### GIVEN EXERCISE
Render every row below as a Markdown table with the columns Line and Content, where Line is the row's number and Content is its text. Leave out blank lines.

---

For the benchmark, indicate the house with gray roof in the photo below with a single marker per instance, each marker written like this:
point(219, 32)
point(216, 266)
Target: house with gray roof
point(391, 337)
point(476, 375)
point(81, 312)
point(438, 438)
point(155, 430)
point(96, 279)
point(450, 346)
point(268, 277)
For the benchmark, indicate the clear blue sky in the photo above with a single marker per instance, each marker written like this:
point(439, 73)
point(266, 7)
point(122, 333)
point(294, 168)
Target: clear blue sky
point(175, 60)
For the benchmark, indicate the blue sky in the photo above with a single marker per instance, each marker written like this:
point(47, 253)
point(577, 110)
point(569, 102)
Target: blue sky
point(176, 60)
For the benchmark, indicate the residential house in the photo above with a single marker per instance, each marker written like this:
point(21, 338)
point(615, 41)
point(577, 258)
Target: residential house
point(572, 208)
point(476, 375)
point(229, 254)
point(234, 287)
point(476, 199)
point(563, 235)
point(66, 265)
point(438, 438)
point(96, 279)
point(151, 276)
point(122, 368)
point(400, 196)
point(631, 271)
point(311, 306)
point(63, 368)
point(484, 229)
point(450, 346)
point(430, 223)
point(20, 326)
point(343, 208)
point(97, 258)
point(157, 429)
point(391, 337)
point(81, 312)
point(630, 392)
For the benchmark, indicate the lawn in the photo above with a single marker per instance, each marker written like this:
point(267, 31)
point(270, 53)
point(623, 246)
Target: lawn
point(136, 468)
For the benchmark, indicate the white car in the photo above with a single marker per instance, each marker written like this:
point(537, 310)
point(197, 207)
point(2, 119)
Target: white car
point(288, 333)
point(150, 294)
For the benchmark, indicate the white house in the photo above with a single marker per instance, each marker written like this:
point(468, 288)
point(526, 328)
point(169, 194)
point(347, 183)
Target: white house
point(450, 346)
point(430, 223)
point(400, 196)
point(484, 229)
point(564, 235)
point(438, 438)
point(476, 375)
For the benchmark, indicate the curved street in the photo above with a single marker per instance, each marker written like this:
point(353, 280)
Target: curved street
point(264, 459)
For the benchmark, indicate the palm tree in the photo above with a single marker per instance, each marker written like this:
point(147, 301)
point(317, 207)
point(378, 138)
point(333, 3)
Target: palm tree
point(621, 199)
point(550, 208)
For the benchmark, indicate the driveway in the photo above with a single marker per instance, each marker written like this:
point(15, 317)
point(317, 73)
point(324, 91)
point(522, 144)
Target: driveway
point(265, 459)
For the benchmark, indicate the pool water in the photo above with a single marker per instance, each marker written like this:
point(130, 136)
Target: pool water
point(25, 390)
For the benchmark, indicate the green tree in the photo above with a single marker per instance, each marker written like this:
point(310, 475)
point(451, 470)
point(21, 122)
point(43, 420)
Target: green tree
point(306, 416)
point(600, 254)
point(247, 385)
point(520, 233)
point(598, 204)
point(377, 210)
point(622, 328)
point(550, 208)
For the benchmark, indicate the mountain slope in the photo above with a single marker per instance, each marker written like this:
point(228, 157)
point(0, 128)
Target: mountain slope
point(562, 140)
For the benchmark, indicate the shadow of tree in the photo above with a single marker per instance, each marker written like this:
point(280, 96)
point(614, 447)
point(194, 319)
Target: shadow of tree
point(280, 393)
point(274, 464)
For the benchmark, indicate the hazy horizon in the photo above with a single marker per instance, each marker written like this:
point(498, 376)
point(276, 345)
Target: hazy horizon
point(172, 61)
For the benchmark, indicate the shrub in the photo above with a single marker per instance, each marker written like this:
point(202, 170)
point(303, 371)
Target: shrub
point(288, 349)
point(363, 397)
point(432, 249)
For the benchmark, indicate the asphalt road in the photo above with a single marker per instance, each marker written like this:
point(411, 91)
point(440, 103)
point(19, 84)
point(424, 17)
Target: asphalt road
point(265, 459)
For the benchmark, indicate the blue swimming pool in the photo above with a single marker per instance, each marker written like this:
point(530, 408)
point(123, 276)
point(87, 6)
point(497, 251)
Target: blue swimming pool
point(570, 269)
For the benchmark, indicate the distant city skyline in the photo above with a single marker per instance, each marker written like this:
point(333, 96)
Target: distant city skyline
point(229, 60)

---

### RESULT OF THIS EXERCISE
| Line | Content |
|---|---|
| 1 | For the benchmark, indicate the house with gray roof in the photo below with a single marker per instance, each marker written like this: |
| 2 | point(219, 32) |
| 3 | point(216, 266) |
| 4 | Target: house with gray roof |
| 5 | point(391, 337) |
| 6 | point(476, 375) |
| 7 | point(81, 312) |
| 8 | point(438, 438) |
| 9 | point(155, 430) |
| 10 | point(96, 279) |
| 11 | point(450, 346) |
| 12 | point(268, 277) |
| 13 | For the benchmark, indicate the clear blue sky in the photo above with a single marker per instance, each marker written like this: |
| 14 | point(439, 73) |
| 15 | point(266, 7) |
| 16 | point(122, 333) |
| 17 | point(294, 168) |
| 18 | Target: clear blue sky |
| 19 | point(175, 60) |
| 20 | For the benchmark, indicate the blue sky in the photo above with a single marker per instance, each marker written like this: |
| 21 | point(47, 253) |
| 22 | point(577, 110) |
| 23 | point(569, 102) |
| 24 | Target: blue sky |
| 25 | point(176, 60) |
| 26 | For the benchmark, indicate the residential house in the photo above with a single marker per instance, each marker written like this: |
| 27 | point(21, 338) |
| 28 | point(615, 41) |
| 29 | point(577, 258) |
| 30 | Target: residential house |
| 31 | point(572, 208) |
| 32 | point(476, 375) |
| 33 | point(229, 254) |
| 34 | point(234, 287) |
| 35 | point(476, 199) |
| 36 | point(563, 235) |
| 37 | point(66, 265) |
| 38 | point(438, 438) |
| 39 | point(96, 279) |
| 40 | point(151, 276) |
| 41 | point(122, 368) |
| 42 | point(400, 196) |
| 43 | point(631, 271) |
| 44 | point(311, 306) |
| 45 | point(63, 368) |
| 46 | point(484, 229) |
| 47 | point(450, 346) |
| 48 | point(430, 223) |
| 49 | point(20, 326) |
| 50 | point(343, 208) |
| 51 | point(97, 258) |
| 52 | point(157, 429) |
| 53 | point(391, 337) |
| 54 | point(81, 312) |
| 55 | point(630, 392) |
| 56 | For the benchmark, indicate the lawn in the photo above with a single marker per instance, each marker written like this: |
| 57 | point(267, 31) |
| 58 | point(270, 53) |
| 59 | point(623, 246) |
| 60 | Target: lawn |
| 61 | point(136, 468) |
| 62 | For the benchmark, indicate the white car in the photo above with a single marker per instance, each marker written like this: |
| 63 | point(537, 310) |
| 64 | point(197, 207) |
| 65 | point(2, 119) |
| 66 | Target: white car |
| 67 | point(288, 333) |
| 68 | point(150, 294) |
| 69 | For the benchmark, indicate the white house in the photo above with a single marker per instance, each marker written like this: |
| 70 | point(468, 288) |
| 71 | point(526, 328) |
| 72 | point(169, 194) |
| 73 | point(347, 183) |
| 74 | Target: white house |
| 75 | point(450, 346) |
| 76 | point(430, 223) |
| 77 | point(400, 196) |
| 78 | point(484, 229) |
| 79 | point(564, 235) |
| 80 | point(438, 438) |
| 81 | point(476, 375) |
| 82 | For the benchmark, indicate the curved street in the photo above with a single marker per instance, each marker written like this: |
| 83 | point(353, 280) |
| 84 | Target: curved street |
| 85 | point(264, 459) |
| 86 | For the benchmark, indicate the palm tree in the photo above with a single marker per instance, each marker written like this: |
| 87 | point(147, 301) |
| 88 | point(317, 207) |
| 89 | point(378, 138) |
| 90 | point(333, 3) |
| 91 | Target: palm tree |
| 92 | point(621, 199) |
| 93 | point(550, 208) |
| 94 | For the benchmark, indicate the driveway in the photo above with a single marker per instance, each marker written like this: |
| 95 | point(15, 317) |
| 96 | point(317, 73) |
| 97 | point(324, 91) |
| 98 | point(522, 144) |
| 99 | Target: driveway |
| 100 | point(265, 459) |
| 101 | For the benchmark, indicate the pool water in the photo above with a single marker per instance, each marker written like this: |
| 102 | point(130, 136) |
| 103 | Target: pool water |
| 104 | point(25, 390) |
| 105 | For the benchmark, indicate the green tree in the photo above with a single marker per instance, each marker written like this: |
| 106 | point(310, 475) |
| 107 | point(451, 470) |
| 108 | point(21, 122) |
| 109 | point(43, 420) |
| 110 | Target: green tree |
| 111 | point(306, 416) |
| 112 | point(600, 254) |
| 113 | point(247, 385) |
| 114 | point(520, 233) |
| 115 | point(598, 204) |
| 116 | point(377, 210) |
| 117 | point(622, 328) |
| 118 | point(550, 208) |
| 119 | For the benchmark, indicate the mountain slope in the photo above with a single marker per instance, each marker written like this: |
| 120 | point(228, 157) |
| 121 | point(0, 128) |
| 122 | Target: mountain slope |
| 123 | point(562, 140) |
| 124 | For the benchmark, indicate the shadow of tree in the photo above with a single marker per instance, each marker written like this: |
| 125 | point(280, 96) |
| 126 | point(614, 447) |
| 127 | point(194, 319) |
| 128 | Target: shadow of tree |
| 129 | point(280, 393) |
| 130 | point(274, 464) |
| 131 | For the benchmark, indicate the hazy horizon in the photo above with a single marker per instance, each marker written like this: |
| 132 | point(498, 376) |
| 133 | point(276, 345) |
| 134 | Target: hazy horizon |
| 135 | point(172, 61) |
| 136 | For the benchmark, indicate the shrub in the photo above with a single marker per instance, each marker written like this: |
| 137 | point(202, 170) |
| 138 | point(303, 371) |
| 139 | Target: shrub |
| 140 | point(288, 349) |
| 141 | point(363, 397) |
| 142 | point(432, 249) |
| 143 | For the benchmark, indicate the asphalt road in the photo above with a single marker per instance, each marker written like this: |
| 144 | point(411, 91) |
| 145 | point(440, 103) |
| 146 | point(19, 84) |
| 147 | point(424, 17) |
| 148 | Target: asphalt road |
| 149 | point(265, 459) |
| 150 | For the benchmark, indicate the blue swimming pool in the photo above with a single marker per instance, each marker written like this: |
| 151 | point(530, 408) |
| 152 | point(123, 276) |
| 153 | point(87, 6) |
| 154 | point(497, 251) |
| 155 | Target: blue swimming pool |
| 156 | point(570, 269) |
| 157 | For the benchmark, indicate the distant city skyline in the photo above with a single marker per instance, each marker written like this: |
| 158 | point(333, 96) |
| 159 | Target: distant city skyline |
| 160 | point(229, 60) |